**GIVEN INSTRUCTION**
Copy each of the rows below verbatim, line for line.

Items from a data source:
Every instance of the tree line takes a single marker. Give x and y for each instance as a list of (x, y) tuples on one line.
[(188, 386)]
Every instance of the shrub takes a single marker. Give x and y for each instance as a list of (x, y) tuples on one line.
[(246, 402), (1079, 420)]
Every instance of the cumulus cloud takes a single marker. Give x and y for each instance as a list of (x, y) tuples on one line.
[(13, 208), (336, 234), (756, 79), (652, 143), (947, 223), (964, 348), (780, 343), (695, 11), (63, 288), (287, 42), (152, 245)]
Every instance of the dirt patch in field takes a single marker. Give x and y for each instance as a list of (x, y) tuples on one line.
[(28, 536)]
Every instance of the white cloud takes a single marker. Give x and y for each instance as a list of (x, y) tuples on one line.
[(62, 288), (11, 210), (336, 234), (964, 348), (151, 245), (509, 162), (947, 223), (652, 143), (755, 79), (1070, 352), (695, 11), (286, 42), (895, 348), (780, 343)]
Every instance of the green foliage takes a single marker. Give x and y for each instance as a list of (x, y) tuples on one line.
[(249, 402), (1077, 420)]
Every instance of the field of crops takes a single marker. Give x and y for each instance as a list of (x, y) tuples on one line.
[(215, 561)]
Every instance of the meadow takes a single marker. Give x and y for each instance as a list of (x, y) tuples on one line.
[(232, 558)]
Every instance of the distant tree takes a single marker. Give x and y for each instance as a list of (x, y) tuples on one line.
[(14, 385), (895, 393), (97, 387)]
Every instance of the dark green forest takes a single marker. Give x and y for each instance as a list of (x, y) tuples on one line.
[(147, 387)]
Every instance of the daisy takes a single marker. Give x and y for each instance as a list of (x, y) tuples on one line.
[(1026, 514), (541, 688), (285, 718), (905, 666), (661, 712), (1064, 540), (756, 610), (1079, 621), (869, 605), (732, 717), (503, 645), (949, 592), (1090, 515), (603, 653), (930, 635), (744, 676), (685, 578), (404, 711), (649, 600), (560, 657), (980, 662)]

**RESPONSE TO THE TASK**
Every instance of the tree line takes a single marker. Give x and y for each instance as a list of (x, y) tuples on one line.
[(188, 386)]
Every instance of the shrub takes a single marker. Give x and y for each instance as a list of (x, y) tuples on one line.
[(246, 402), (1079, 420)]
Every instance of the cumulus cloud takes a single marker. Give x and y for each instance as a list of (x, y) tuples on one line.
[(13, 208), (336, 234), (756, 79), (652, 143), (947, 223), (964, 348), (780, 343), (695, 11), (63, 288), (287, 42), (152, 245)]
Every instance of the dirt patch in field takes a single marker. Give x and y for each instance as a list of (x, y) tuples on one line.
[(28, 536)]
Every instance of the white cloud takes a single marker. Give x and y for each instance as a list of (x, y) tuples on one line.
[(62, 288), (11, 210), (336, 234), (964, 348), (151, 245), (509, 162), (947, 223), (652, 143), (755, 79), (1070, 352), (695, 11), (286, 42), (895, 348), (780, 343)]
Every instance of the green foliage takes a single marker. Give x and y for each instance as a list of (x, y) tuples on one line.
[(249, 402), (1077, 420)]
Every instance of the field of crops takes a single marker. Give x and y for each instance as a list of (x, y) tuples on one line.
[(215, 561)]
Every instance of the meadow takes a single marker. Give x and y for each instance as a list of (x, y) tuples on one line.
[(232, 558)]
Every instance of the distant tree takes a single marker. Give x and y for each instance as a list of (x, y) tuples on one line.
[(14, 385), (895, 393), (97, 387)]
Every instance of the dark green forest takes a single marker. Give x and y for each instance as a list of (x, y) tuples on one line.
[(147, 387)]
Every instance of the daisy takes a single marker. Give x and y for each instance as a list of (x, y) tuples on one line.
[(1026, 514), (541, 688), (285, 718), (905, 666), (661, 712), (1064, 540), (756, 610), (1079, 621), (869, 605), (732, 717), (503, 645), (949, 592), (1090, 515), (603, 653), (930, 635), (744, 676), (685, 578), (404, 711), (649, 600), (560, 657), (980, 662)]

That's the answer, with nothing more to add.